> [Page excerpt]:
*** Begin section ***

At times, when my OCD was very prevalent, I could cheat the system and create my own completion point by saying a random word really loudly. That way, when my OCD would try to convince me later that I didn’t clean myself, I could combat it with, “Yes I did, because I remember yelling 'chicken' at the top of my lungs”. This only worked sometimes and when it did, it saved me from hours of cleaning. 
That's where menstruating comes into play. As you now know, I have an intense fear of the presence of bodily fluids. And, well, I was born with a cervix and bleeding is something it likes to do every month. (You might be thinking: You could take the pill and skip your periods. That’s sweet of you to think that. But, I also have ever-present health anxiety and the side effects of the pill are an efficient trigger for it.) 
When I have my period and I see my own blood (in my underwear, down my leg, on the toilet seat) my OCD immediately concludes, “That is not my blood. It is someone else’s and I have now contracted an infinite number of blood-borne diseases that will kill me”. And if I manage to tame my OCD into believing that it's my blood by convincing myself — “Let’s look at the facts… I am menstruating. I am in my bathroom. It can really only be MY blood." Then my OCD changes its tactic and instead insists that “I have a disease and unless I decontaminate my entire body, I will spread that disease to my family and they will die.” 
Needless to say, menstruating is a very stressful time for me. 
I would like to point out that having OCD doesn’t make me unique. I am one of 3% of Australians who live with the disorder in one (or many) of its forms. That’s over 500,000 people. And while my diagnosis came as a relief because I finally had the terminology to communicate what I was experiencing, it was daunting (and at the time heartbreaking) to hear that OCD is considered a lifelong disorder. Dr Crino substantiates this, saying, “Total cure is rare. The goal of treatment is to have the individual control the OCD, rather than the OCD control the individual.” 
The treatments on offer currently include Cognitive Behavioural Therapy (CBT) and Exposure and Response Prevention Therapy. CBT involves learning new ways to approach thinking patterns with the help of a treating psychologist and offers tools to challenge unhelpful patterns and behaviours. Exposure and Response Prevention Therapy, managed by a treating psychologist, involves exposure to OCD-based triggers/fears, with the goal of refraining from actioning the compulsions that come up as a result. An example of this from my experience would be: My OCD has me believe that hugging my family will result in cross-contamination and their death, so in order to get better, I must hug them. Exposure and Response Prevention Therapy is excruciatingly confronting because it involves doing the things that scare you most to teach yourself that it isn’t what you believe it to be.

*** End section ***

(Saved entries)
*** Begin section ***

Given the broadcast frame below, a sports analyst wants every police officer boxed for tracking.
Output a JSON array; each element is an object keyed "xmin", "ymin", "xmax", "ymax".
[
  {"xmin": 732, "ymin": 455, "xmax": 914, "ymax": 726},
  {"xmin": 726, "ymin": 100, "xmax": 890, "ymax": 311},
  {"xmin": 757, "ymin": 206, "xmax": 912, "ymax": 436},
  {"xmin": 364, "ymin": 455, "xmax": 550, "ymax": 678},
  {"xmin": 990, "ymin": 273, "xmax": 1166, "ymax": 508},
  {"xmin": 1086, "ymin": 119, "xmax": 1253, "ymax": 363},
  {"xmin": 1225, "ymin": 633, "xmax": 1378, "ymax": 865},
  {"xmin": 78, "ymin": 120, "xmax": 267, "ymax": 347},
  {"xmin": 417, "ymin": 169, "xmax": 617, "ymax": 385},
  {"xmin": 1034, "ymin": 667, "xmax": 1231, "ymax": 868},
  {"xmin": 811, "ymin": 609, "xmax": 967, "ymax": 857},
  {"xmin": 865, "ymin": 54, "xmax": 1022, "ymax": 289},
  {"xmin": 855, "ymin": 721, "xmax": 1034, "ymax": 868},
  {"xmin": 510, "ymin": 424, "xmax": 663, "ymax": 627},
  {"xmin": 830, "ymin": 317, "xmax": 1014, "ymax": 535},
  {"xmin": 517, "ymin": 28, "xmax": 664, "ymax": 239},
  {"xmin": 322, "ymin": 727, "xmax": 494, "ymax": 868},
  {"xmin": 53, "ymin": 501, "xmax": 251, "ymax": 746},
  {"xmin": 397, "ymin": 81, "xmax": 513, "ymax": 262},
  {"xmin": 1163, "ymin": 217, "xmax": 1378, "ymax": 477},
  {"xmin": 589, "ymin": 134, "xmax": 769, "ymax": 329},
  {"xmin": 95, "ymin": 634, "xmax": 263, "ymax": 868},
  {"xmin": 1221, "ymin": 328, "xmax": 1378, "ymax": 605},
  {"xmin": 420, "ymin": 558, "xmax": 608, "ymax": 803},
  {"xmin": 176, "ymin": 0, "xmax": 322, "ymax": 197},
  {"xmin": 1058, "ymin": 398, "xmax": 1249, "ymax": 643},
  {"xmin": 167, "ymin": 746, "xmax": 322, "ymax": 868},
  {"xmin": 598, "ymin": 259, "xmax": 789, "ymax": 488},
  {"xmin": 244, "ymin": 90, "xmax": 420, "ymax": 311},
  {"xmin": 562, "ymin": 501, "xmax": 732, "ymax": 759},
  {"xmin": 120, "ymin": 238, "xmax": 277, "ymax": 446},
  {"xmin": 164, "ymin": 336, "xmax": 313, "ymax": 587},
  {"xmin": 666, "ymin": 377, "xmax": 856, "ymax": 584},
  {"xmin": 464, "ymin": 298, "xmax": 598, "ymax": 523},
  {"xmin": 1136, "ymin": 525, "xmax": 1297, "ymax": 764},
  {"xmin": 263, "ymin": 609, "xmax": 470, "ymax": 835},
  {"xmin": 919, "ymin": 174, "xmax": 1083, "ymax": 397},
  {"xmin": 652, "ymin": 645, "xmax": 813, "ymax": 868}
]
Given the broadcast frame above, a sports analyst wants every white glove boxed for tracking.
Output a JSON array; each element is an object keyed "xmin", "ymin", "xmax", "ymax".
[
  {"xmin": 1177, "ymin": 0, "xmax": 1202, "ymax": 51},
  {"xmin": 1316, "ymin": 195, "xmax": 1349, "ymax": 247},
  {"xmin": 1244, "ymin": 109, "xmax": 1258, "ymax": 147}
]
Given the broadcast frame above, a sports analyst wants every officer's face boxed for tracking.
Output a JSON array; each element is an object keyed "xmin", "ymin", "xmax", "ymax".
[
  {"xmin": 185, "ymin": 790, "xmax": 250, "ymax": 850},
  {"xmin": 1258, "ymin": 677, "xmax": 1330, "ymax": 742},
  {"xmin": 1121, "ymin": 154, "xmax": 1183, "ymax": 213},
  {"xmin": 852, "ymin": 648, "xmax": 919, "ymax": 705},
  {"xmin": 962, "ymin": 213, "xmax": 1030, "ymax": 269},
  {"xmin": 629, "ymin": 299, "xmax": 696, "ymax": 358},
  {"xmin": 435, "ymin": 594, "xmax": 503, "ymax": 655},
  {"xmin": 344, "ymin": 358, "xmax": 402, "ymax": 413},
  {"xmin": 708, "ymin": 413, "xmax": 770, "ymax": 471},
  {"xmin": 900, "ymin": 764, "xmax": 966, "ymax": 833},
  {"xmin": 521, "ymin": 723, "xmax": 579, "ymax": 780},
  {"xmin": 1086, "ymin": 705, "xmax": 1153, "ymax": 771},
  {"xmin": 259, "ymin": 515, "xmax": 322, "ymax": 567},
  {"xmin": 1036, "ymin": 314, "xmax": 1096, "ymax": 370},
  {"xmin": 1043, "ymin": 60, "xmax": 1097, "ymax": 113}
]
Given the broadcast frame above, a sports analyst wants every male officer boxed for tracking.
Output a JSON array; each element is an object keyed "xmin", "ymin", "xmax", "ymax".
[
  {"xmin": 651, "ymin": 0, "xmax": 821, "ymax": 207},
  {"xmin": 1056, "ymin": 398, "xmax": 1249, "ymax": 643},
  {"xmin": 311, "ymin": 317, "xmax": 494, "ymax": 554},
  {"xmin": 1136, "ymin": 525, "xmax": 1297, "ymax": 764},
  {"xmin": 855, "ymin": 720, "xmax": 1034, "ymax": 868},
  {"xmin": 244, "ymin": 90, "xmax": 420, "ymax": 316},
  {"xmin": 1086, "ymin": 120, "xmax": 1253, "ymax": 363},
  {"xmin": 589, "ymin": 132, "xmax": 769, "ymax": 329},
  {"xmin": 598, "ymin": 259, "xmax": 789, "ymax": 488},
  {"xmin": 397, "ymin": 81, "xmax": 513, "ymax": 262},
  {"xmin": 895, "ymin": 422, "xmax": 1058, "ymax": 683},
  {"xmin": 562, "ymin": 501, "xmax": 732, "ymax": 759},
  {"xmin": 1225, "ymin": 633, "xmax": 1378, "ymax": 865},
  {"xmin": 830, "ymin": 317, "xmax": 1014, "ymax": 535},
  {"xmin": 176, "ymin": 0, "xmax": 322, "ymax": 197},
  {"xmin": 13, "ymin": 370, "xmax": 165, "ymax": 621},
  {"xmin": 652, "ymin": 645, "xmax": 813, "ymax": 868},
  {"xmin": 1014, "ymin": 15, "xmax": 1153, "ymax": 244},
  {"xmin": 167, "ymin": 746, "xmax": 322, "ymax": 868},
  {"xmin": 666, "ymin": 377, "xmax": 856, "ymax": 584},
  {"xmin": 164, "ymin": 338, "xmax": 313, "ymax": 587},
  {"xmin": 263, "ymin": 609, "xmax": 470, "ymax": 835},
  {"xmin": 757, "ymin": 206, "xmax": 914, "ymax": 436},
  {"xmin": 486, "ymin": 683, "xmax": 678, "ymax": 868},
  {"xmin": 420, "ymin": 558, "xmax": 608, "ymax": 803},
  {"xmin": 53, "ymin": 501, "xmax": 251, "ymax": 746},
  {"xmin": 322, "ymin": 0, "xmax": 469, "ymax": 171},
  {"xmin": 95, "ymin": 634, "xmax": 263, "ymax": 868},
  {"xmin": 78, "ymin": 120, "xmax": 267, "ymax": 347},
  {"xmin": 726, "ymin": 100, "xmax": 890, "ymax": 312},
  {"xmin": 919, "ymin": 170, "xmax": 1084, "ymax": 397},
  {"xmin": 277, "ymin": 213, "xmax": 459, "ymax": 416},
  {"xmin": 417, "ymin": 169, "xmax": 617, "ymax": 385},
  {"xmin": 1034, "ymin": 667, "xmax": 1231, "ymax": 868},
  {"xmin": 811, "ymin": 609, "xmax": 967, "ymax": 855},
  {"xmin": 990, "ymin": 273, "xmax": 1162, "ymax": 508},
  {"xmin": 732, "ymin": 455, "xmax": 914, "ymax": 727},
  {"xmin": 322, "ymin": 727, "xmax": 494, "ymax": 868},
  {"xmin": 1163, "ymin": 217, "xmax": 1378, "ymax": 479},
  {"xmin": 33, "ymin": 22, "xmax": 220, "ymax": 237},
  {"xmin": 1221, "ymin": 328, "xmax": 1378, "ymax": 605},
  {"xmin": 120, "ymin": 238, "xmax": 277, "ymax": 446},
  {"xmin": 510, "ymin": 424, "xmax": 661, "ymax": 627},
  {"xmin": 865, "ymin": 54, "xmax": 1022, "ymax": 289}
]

*** End section ***

> [Exercise description]:
Answer these questions from the text on living with OCD:
1. What word does the writer give as the one remembered yelling at the top of their lungs?
2. What share of Australians live with OCD?
3. Which two treatments are currently on offer?

> [Solution]:
1. "Chicken"
2. 3%, which is over 500,000 people
3. Cognitive Behavioural Therapy (CBT) and Exposure and Response Prevention Therapy